»»

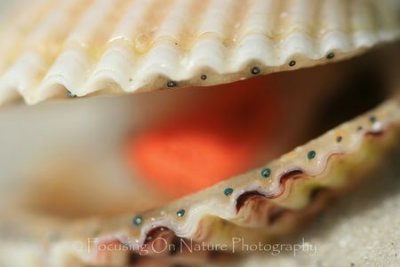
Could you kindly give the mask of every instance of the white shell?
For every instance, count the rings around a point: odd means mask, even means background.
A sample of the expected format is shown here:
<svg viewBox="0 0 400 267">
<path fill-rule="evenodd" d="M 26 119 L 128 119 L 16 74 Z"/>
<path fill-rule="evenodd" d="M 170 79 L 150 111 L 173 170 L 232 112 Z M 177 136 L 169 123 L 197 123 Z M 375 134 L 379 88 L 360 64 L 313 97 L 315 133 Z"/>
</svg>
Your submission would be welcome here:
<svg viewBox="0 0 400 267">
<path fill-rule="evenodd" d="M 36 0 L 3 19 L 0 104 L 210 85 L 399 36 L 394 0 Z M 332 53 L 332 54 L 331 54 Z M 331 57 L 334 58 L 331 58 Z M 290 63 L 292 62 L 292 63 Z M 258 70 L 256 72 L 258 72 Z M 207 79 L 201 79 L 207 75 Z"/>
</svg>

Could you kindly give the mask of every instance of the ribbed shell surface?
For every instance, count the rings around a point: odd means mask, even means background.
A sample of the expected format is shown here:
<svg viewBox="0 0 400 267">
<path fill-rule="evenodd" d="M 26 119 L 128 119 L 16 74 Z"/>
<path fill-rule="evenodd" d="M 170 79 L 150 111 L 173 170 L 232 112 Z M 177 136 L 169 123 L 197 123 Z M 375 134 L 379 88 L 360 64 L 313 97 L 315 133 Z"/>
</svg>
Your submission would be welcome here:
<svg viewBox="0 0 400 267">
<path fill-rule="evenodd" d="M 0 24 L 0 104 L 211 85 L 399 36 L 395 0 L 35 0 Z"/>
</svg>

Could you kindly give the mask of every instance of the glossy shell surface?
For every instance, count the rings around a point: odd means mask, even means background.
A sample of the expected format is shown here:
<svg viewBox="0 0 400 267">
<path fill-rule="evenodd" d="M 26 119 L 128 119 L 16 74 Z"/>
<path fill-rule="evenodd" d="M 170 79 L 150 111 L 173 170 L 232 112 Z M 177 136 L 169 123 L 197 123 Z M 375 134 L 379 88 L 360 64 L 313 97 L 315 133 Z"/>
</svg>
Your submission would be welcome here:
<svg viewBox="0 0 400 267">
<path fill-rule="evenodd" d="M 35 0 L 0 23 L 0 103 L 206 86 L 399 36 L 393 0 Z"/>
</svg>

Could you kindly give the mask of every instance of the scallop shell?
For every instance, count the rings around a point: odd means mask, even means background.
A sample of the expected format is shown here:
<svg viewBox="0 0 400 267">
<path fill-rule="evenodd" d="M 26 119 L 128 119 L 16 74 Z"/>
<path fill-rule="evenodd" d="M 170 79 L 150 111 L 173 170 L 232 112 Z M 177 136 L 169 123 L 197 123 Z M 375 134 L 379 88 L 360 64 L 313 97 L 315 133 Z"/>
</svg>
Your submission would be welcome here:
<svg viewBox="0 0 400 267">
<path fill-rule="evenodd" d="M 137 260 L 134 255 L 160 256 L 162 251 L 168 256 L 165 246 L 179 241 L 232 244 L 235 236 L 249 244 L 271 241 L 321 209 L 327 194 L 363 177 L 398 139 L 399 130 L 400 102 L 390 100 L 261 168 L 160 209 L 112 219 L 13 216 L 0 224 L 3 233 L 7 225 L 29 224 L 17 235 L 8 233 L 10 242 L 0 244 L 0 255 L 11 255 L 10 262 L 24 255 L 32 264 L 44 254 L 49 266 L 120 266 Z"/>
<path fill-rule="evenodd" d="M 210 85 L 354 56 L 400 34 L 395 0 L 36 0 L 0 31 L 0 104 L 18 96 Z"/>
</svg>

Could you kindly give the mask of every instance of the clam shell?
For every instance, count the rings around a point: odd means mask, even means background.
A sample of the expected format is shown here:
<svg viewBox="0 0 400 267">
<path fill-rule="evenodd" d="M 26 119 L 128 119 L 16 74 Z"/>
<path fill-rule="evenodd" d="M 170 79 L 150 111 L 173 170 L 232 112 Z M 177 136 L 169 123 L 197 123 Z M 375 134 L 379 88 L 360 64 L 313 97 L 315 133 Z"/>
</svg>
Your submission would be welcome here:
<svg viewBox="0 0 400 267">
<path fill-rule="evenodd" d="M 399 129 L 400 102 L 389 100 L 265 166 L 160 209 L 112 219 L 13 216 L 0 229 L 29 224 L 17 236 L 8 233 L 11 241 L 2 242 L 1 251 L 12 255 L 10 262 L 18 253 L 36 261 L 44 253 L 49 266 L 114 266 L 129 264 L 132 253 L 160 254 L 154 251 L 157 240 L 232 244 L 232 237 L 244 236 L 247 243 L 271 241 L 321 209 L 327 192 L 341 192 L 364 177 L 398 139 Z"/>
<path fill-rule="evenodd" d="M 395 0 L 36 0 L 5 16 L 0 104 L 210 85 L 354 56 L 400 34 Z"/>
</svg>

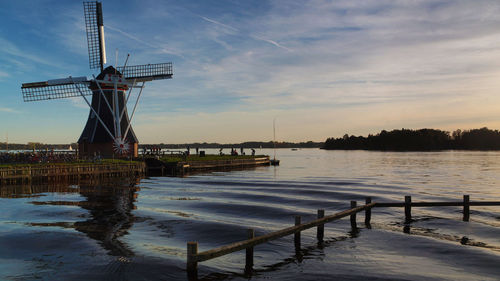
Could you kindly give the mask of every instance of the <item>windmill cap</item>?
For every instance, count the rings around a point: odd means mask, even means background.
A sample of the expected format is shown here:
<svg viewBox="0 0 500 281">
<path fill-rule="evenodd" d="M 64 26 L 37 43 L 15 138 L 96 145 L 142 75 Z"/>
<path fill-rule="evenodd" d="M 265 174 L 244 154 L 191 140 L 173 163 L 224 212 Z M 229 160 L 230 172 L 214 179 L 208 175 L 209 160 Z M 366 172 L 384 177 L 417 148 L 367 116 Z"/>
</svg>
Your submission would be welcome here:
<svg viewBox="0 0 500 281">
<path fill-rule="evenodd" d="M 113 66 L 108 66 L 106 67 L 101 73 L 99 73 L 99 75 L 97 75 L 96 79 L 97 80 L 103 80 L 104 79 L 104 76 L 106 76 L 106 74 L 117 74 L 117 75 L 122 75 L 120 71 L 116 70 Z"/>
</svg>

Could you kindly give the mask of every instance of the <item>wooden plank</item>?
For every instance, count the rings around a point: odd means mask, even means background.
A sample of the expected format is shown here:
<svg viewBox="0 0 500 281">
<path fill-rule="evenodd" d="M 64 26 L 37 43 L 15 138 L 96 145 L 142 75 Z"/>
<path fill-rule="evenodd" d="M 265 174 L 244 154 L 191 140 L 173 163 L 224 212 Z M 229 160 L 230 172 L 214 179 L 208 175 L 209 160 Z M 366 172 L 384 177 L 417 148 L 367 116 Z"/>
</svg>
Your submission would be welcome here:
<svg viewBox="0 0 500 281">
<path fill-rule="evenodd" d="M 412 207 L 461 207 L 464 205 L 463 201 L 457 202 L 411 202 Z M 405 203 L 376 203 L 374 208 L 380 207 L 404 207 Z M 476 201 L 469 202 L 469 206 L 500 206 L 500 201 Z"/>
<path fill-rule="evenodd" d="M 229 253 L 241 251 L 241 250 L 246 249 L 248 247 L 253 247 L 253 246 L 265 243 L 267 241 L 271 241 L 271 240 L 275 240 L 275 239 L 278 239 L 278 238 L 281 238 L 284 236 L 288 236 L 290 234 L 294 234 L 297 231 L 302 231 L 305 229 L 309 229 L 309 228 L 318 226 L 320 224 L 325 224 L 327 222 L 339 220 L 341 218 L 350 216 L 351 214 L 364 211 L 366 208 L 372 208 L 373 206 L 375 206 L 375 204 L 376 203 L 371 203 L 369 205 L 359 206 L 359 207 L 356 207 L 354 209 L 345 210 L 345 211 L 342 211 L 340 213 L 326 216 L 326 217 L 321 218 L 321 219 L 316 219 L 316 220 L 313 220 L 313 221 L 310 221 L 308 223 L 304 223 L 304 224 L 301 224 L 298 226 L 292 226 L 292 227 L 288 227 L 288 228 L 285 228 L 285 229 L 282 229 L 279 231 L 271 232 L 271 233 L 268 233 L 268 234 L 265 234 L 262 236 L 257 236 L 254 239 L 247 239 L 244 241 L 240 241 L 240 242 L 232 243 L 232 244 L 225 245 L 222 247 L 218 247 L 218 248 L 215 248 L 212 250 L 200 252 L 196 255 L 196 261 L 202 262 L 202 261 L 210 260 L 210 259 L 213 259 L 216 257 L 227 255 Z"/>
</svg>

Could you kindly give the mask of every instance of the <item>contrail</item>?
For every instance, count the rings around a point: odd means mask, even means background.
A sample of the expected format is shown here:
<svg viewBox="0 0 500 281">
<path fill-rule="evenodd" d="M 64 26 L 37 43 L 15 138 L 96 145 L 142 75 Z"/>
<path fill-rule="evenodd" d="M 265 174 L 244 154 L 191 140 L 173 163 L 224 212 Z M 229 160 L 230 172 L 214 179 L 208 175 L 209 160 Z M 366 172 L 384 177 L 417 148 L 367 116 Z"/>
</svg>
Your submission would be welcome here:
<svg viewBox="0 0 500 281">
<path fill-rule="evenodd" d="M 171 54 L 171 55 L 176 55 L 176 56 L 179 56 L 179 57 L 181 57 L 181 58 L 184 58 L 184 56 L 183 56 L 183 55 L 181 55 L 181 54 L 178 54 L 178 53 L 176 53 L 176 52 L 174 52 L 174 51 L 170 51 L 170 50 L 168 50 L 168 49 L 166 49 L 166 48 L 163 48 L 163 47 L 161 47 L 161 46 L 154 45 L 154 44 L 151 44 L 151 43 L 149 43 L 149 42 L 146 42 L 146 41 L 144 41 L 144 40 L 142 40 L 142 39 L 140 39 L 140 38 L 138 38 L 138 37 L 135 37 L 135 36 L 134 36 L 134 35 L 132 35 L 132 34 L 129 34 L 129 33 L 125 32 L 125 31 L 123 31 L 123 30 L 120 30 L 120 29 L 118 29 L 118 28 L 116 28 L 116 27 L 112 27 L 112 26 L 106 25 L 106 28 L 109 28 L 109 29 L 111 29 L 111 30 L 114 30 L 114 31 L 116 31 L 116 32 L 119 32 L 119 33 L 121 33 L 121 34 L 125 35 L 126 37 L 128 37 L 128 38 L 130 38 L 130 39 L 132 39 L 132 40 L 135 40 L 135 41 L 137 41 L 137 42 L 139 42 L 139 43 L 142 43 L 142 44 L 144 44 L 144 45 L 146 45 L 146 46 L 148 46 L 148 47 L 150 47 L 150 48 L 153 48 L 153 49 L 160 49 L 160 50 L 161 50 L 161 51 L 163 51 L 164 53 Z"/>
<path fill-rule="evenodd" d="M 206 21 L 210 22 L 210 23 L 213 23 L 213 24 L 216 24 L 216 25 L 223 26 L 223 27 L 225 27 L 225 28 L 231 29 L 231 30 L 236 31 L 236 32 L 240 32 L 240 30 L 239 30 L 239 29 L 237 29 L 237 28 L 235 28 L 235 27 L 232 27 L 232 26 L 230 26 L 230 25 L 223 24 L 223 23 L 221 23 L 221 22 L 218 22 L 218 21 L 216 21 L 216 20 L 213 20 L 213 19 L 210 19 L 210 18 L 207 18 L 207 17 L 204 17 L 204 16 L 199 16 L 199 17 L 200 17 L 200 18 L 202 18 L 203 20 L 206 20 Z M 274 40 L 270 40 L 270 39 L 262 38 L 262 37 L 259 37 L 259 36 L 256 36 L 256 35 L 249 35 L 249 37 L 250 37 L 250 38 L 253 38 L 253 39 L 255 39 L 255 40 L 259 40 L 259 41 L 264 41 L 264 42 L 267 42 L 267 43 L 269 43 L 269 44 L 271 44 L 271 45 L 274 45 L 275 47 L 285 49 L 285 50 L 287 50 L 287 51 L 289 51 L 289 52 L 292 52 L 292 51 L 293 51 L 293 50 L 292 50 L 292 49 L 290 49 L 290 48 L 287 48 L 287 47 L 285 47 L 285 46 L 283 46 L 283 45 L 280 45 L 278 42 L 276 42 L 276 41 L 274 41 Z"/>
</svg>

««

# [GIVEN TASK]
Please return the lines running from the line with "the <item>wooden plank</item>?" to the line with "412 207 L 461", copied exactly as they stand in the items above.

# [EXERCISE ANSWER]
Could you kindly give the mask of every instance of the <item>wooden plank</item>?
For every instance, count the rings around a point: odd means mask, even means background.
A sample of the expected format is shown here:
<svg viewBox="0 0 500 281">
<path fill-rule="evenodd" d="M 64 26 L 37 43 L 15 138 L 96 145 L 142 75 Z"/>
<path fill-rule="evenodd" d="M 265 174 L 244 154 L 191 140 L 173 163 L 224 212 Z M 229 160 L 230 172 L 214 179 L 208 175 L 209 160 Z M 366 172 L 384 177 L 417 148 L 367 116 Z"/>
</svg>
Your submission would be welcome here:
<svg viewBox="0 0 500 281">
<path fill-rule="evenodd" d="M 412 207 L 461 207 L 464 205 L 463 201 L 457 202 L 411 202 Z M 405 203 L 376 203 L 374 208 L 380 207 L 404 207 Z M 476 201 L 469 202 L 469 206 L 500 206 L 500 201 Z"/>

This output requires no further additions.